** Provided text follows **
Kirk minister takes HIV test in stigma busting move
Published on 6 August 2018
A Highland church minister took an HIV test to highlight the need to overcome stigma as a barrier to saving lives.
Rev Richard Baxter said the self-testing kit, which has been made available in parts of Africa including Malawi, could help stop new infections and unnecessary deaths.
The minister, who leads Fort William: Duncansburgh MacIntosh and Kilmonivaig churches, used the mouth swab system at the AIDS2018 conference in Amsterdam last month.
Mr Baxter said fear of being stigmatised is a major barrier to some groups of people being tested for HIV or recognising their status as having the virus.
Global new HIV infections have declined by just 18% in the past seven years, from 2.2 million in 2010 to 1.8 million in 2017.
Although this is nearly half the number of new infections compared to the 3.4million peak in 1996, the decline is not quick enough to reach the target of fewer than 500,000 by 2020.
The World Council of Churches is running a campaign called ‘Know your status : HIV testing. Lead by example which encourages faith leaders to help overcome the stigma surrounding HIV testing by publically taking one and encouraging others to do so.
Mr Baxter said: “We have the ability to stop new infections and to treat those who are infected so the virus is suppressed and cannot be passed on to others.
“Yet in 2017, there were an estimated 1.8 million new infections, and almost a million people a year still die unnecessarily.
“One of the major challenges is testing because to receive treatment and avoid passing on the virus, people need to know their status.
“This is a big issue, due to the stigma felt by many people, especially men, in attending clinics and medical facilities.
Mr Baxter said one solution to that is to make self-testing kits available, along with information on where advice and support can be found.
“I used a test kit which is being trialed in Malawi, a simple mouth-swab which gives reliable results within twenty minutes,” he added.
“In common with many other leaders from faith groups, we have openly taken tests to help remove some of the stigma around testing.”
The five-day conference brought together representatives of governments, United Nations agencies, scientific and medical professionals, drug companies, non-governmental organisations and faith groups from around the world to learn of recent developments in the HIV and AIDS field.
Other key messages discussed included the need for a greater focus on TB, which often infects people with weak immune systems and is a major killer for people with HIV and AIDS.
The reduction in new HIV infections has been strongest in the regions most affected by HIV, eastern and southern Africa, where new HIV infections have dropped by 30% since 2010.
However, new HIV infections are rising in around 50 countries.
** End of Provided text **
● **What this exercise asks**:
**a)** Answer these questions from the HIV test article:
(i) Where did the minister use the mouth swab system?
(ii) How many days did the conference last?
(iii) By what percentage have new HIV infections dropped in eastern and southern Africa since 2010?
**b)** Rename "TB" as "tuberculosis" in the part of the HIV test article that begins at the words "Other key messages" and stops after "around 50 countries.", and give that part again.
** Supplied entries follows **
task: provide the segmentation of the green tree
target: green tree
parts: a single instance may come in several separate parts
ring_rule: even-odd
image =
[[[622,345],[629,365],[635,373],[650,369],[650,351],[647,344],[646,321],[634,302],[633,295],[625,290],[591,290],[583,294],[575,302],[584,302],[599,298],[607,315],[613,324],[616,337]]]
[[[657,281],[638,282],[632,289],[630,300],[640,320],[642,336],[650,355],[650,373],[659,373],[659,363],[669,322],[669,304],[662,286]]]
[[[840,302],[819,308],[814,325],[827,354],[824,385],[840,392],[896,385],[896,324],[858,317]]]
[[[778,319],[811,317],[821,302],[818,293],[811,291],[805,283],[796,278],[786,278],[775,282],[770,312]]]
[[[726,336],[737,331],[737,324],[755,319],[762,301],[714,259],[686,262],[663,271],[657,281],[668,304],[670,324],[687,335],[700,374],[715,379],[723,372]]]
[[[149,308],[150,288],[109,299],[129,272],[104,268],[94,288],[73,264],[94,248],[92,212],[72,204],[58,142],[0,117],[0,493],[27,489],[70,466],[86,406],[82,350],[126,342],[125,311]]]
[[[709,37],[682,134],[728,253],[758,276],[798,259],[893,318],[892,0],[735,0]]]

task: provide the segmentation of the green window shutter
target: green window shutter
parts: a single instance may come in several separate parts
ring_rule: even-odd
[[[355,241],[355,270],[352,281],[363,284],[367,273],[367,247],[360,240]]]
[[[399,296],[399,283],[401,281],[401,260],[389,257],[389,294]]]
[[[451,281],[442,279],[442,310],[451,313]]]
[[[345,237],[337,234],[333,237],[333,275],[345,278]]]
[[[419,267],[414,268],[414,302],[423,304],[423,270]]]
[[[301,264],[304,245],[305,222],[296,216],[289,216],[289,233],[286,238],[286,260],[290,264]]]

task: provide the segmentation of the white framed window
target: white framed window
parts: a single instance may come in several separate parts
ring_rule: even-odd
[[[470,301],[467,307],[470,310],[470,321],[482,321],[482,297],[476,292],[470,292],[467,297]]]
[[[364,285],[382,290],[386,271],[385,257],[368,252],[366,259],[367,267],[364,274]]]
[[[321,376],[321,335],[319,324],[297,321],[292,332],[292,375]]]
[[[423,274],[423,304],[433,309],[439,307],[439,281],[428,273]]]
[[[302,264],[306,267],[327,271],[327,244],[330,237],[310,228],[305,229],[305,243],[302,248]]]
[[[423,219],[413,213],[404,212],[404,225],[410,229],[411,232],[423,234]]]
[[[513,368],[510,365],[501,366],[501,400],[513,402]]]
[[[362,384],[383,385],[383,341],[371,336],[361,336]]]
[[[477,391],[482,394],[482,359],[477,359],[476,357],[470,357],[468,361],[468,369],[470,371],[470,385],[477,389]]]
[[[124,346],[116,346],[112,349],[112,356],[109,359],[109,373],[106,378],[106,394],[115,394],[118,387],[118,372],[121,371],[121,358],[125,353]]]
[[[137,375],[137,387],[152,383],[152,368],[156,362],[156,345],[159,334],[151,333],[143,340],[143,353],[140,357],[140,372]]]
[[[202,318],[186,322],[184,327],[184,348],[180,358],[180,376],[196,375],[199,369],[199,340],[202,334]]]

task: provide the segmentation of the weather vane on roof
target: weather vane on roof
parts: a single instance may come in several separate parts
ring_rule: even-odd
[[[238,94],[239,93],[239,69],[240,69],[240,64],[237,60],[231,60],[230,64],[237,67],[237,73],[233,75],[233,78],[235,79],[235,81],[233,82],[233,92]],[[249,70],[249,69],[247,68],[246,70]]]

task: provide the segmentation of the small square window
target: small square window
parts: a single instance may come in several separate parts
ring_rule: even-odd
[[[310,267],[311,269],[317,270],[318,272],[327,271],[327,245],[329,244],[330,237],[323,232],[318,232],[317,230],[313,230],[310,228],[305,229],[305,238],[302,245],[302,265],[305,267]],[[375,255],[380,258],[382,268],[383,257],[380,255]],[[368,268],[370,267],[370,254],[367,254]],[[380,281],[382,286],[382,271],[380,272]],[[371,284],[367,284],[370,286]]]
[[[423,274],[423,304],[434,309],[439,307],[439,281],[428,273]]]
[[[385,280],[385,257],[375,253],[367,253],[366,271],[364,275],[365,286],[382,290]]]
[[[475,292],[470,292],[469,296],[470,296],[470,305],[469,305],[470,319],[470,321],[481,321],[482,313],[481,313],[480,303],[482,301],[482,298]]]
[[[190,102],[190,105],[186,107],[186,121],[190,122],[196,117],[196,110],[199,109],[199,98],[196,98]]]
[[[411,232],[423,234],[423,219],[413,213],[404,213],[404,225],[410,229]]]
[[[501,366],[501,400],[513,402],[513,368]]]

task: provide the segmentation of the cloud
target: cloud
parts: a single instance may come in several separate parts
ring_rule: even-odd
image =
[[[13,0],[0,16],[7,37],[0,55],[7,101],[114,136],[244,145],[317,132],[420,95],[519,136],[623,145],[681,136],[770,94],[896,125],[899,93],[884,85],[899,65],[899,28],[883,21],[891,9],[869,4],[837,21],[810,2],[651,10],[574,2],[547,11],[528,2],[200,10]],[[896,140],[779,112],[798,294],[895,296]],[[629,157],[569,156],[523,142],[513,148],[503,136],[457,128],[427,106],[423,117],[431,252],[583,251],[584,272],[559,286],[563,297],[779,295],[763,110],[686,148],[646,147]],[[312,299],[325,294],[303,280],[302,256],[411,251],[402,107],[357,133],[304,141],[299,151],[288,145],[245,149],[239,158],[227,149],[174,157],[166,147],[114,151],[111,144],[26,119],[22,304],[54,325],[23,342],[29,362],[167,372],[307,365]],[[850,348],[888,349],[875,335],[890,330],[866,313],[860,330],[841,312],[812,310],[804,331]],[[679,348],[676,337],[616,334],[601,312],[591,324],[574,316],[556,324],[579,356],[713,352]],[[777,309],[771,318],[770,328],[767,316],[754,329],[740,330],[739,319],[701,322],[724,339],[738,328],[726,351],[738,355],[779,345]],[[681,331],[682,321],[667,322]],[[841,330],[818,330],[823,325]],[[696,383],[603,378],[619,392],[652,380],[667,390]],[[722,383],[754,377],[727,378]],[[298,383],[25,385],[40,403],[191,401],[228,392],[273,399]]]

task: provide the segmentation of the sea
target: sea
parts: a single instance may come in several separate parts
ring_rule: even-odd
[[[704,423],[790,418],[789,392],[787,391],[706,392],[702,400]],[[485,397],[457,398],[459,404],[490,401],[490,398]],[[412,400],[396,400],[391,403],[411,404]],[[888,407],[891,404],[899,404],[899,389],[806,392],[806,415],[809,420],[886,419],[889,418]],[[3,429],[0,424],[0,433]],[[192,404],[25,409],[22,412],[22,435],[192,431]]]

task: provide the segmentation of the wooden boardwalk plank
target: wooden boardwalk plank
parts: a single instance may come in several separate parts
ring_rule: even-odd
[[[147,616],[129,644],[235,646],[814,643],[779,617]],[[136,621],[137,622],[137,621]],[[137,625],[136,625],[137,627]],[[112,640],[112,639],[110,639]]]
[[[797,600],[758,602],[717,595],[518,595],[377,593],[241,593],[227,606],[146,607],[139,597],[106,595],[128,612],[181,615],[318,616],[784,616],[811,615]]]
** End of Supplied entries **
● **Your written answers**:
**a)**
(i) At the AIDS2018 conference in Amsterdam
(ii) Five days
(iii) 30%

**b)**
Other key messages discussed included the need for a greater focus on tuberculosis, which often infects people with weak immune systems and is a major killer for people with HIV and AIDS.
The reduction in new HIV infections has been strongest in the regions most affected by HIV, eastern and southern Africa, where new HIV infections have dropped by 30% since 2010.
However, new HIV infections are rising in around 50 countries.